*** Opening of Extract to read ***
Prevalence and risk factors of dry eye disease in a British female cohort

Press Release
  1. Christopher J Hammond1,3
  1. 1Department of Twin Research & Genetic Epidemiology, King's College London, St Thomas’ Hospital, London, UK
  2. 2Department of Ophthalmology & Epidemiology, University Medical Center Groningen, Groningen, The Netherlands
  3. 3Department of Ophthalmology, King's College London, St Thomas’ Hospital, London, UK
  1. Correspondence to Dr Jelle Vehof, Department of Twin Research & Genetic Epidemiology, King's College London, St Thomas’ Hospital, Westminster Bridge Road, London SE1 7EH, UK; j.vehof{at}umcg.nl
  • Received 6 March 2014
  • Revised 4 June 2014
  • Accepted 22 June 2014
  • Published Online First 3 September 2014

Abstract

Background/aims To estimate the prevalence and risk factors of dry eye disease (DED) in a female cohort in the UK.

Methods Population-based cross-sectional association study of 3824 women from the TwinsUK cohort aged 20–87 years. A questionnaire was used to evaluate DED and several risk factors. Binary logistic regression, corrected for age, was used to examine the association between DED and risk factors.
*** Close of Extract to read ***
*** Opening of Data section ***
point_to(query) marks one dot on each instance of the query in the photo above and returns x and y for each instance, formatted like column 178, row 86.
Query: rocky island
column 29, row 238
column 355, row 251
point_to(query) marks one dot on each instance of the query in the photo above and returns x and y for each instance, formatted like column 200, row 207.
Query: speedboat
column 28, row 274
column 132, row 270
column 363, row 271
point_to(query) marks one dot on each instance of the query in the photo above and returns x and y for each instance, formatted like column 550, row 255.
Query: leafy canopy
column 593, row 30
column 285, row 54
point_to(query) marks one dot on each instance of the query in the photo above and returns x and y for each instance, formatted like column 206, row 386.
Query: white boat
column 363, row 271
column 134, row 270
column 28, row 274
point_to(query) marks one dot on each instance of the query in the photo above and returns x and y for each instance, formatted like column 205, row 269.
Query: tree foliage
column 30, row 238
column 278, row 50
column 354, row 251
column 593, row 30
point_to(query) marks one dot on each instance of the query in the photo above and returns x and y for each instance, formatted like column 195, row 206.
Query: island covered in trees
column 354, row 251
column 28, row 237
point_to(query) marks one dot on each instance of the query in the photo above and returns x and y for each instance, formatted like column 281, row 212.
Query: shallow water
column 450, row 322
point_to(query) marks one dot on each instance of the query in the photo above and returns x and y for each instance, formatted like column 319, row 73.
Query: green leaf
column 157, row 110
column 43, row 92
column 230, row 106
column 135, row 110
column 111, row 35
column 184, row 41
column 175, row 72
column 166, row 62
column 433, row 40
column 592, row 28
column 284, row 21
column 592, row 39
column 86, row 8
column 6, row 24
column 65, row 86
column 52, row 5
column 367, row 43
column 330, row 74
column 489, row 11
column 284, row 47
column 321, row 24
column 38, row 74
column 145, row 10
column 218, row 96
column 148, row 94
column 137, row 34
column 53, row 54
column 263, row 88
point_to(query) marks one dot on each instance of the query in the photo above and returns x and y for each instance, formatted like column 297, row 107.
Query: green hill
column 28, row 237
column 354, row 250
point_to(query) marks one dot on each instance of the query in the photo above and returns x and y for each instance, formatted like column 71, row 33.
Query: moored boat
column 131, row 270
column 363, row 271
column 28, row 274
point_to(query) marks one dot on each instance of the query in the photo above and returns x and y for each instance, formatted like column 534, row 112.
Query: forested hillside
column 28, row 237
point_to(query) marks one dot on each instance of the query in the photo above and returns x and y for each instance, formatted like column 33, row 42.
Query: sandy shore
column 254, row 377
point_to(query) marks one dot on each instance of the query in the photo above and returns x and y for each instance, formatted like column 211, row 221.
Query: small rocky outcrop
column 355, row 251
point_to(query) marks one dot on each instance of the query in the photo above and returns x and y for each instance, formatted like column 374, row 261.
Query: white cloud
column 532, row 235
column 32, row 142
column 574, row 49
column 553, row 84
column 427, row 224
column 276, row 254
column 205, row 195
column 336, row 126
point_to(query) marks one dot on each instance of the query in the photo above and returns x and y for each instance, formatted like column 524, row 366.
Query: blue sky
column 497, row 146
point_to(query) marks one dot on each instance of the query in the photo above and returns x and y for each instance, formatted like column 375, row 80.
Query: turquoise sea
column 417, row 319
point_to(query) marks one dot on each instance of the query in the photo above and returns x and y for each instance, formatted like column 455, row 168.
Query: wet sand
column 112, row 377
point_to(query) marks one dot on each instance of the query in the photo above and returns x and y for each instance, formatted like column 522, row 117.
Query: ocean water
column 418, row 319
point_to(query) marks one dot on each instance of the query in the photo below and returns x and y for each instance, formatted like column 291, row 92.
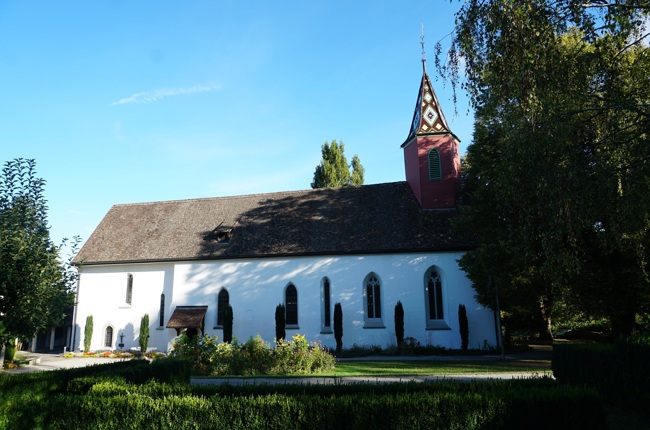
*** Close of Data section ***
**What to produce:** Please rewrite the dry eye disease abstract, starting at "Background/aims To estimate" and ending at "and risk factors.", with "questionnaire" changed to "survey".

**Written answer:**
Background/aims To estimate the prevalence and risk factors of dry eye disease (DED) in a female cohort in the UK.

Methods Population-based cross-sectional association study of 3824 women from the TwinsUK cohort aged 20–87 years. A survey was used to evaluate DED and several risk factors. Binary logistic regression, corrected for age, was used to examine the association between DED and risk factors.